## Extracted data entries:
-*-*-

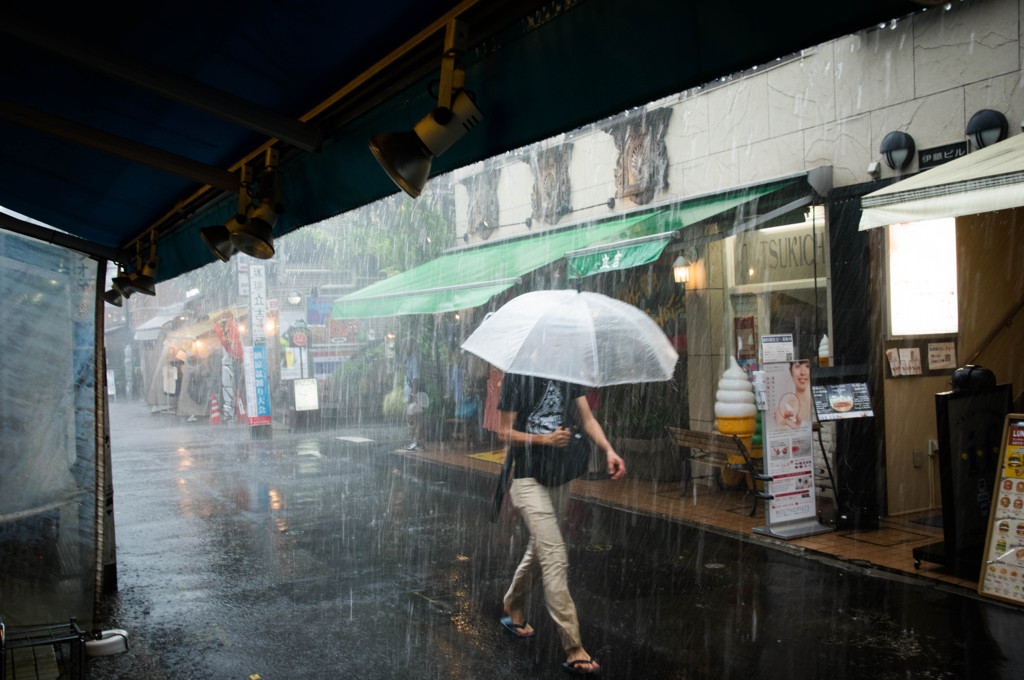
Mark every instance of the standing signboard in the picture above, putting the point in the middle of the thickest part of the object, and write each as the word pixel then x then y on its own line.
pixel 257 385
pixel 788 454
pixel 257 303
pixel 1003 570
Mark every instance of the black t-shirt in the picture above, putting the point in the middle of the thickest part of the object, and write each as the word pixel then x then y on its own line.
pixel 541 407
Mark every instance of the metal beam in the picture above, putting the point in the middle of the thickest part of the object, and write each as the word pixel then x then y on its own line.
pixel 112 143
pixel 11 223
pixel 167 84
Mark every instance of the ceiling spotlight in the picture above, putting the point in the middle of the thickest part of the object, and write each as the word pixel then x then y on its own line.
pixel 254 236
pixel 897 147
pixel 121 284
pixel 218 239
pixel 113 297
pixel 986 128
pixel 142 279
pixel 406 157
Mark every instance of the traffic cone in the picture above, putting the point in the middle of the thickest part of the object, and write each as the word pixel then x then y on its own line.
pixel 214 411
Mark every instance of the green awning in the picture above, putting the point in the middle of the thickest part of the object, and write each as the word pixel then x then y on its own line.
pixel 621 255
pixel 646 249
pixel 469 278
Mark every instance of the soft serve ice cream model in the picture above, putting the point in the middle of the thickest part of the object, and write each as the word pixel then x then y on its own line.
pixel 734 408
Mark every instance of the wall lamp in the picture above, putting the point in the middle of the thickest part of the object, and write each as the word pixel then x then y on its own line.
pixel 681 267
pixel 407 156
pixel 986 128
pixel 897 147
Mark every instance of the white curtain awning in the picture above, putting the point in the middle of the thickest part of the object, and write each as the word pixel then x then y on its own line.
pixel 988 179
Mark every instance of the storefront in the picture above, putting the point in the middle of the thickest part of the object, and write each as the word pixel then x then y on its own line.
pixel 949 243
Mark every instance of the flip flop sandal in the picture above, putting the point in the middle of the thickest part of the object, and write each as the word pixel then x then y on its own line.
pixel 516 629
pixel 573 667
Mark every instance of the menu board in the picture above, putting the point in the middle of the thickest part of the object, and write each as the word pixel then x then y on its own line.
pixel 1003 571
pixel 838 401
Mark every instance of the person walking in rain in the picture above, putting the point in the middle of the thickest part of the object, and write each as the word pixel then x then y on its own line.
pixel 411 390
pixel 534 423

-*-*-

## YOUR GOAL:
Write the lines above out again exactly, excluding every picture.

## ANSWER BELOW:
Mark every instance of the standing signboard in the picture above, putting the point in the middle of the thickest part of the object, and write each as the word pixel then x then y on its own line.
pixel 257 385
pixel 788 454
pixel 257 303
pixel 1003 570
Mark every instance of the black t-shirt in the picture above, putting the point in the middle of the thickest part of the object, and write each as the word pixel then x then y on its own line.
pixel 541 407
Mark every instance of the metal beam in the picture above, putting the point in the middle of the thickest part of the object, and write each as the word pixel then x then y on its own line.
pixel 112 143
pixel 11 223
pixel 167 84
Mark every instance of the ceiling spotlight in the picture above, putting the point in the middle of the thickest part of the object, and write each as the word pixel then x then y on its own line.
pixel 254 236
pixel 897 147
pixel 121 284
pixel 218 239
pixel 113 297
pixel 986 128
pixel 142 279
pixel 406 157
Mark every instance of the traffic cone in the picture above, putting the point in the middle of the thickest part of the object, and write each as the word pixel then x then y on its own line.
pixel 214 411
Mark every instance of the green awning in the picture above, putting the point in the middle of the thickest part of the object, and write each as the word pixel then x then y on its own line.
pixel 621 255
pixel 646 249
pixel 469 278
Mark every instance of the soft serve ice cream model in the picture above, putting the point in the middle of the thickest part of the object, and write each as the word pixel then x then y on its own line.
pixel 734 408
Mark every instance of the wall lamp in the picture above, putting the point in the middle of the thickest part of the object, and write each as the word pixel then x then y on its own line.
pixel 681 267
pixel 407 156
pixel 986 128
pixel 897 147
Mark every instance of the white curtain awning in the picture above, putting the point in the middle of the thickest part of the object, and write each as the word pixel then x then y on its own line.
pixel 988 179
Mark every instance of the storefront in the picture above, putting the point in the middle of the thickest part of the object, and write each as the word pixel then x then y on its own line.
pixel 949 243
Mark every instance of the flip flop sandal in the picture above, putting the point in the middle of the thickest part of the object, and write each as the word pixel then x then y on its own line.
pixel 516 629
pixel 573 667
Mark every instance of the menu board in the picture above, putting the point in the middle of the thickest part of the object, and write each as the word pixel then x then y on its own line.
pixel 1003 571
pixel 838 401
Mark every instance of the person walking in rain in the picture above, putting the point in the middle of the thickest part of the object, and write each as the word pixel then x then y on its own line.
pixel 411 390
pixel 534 423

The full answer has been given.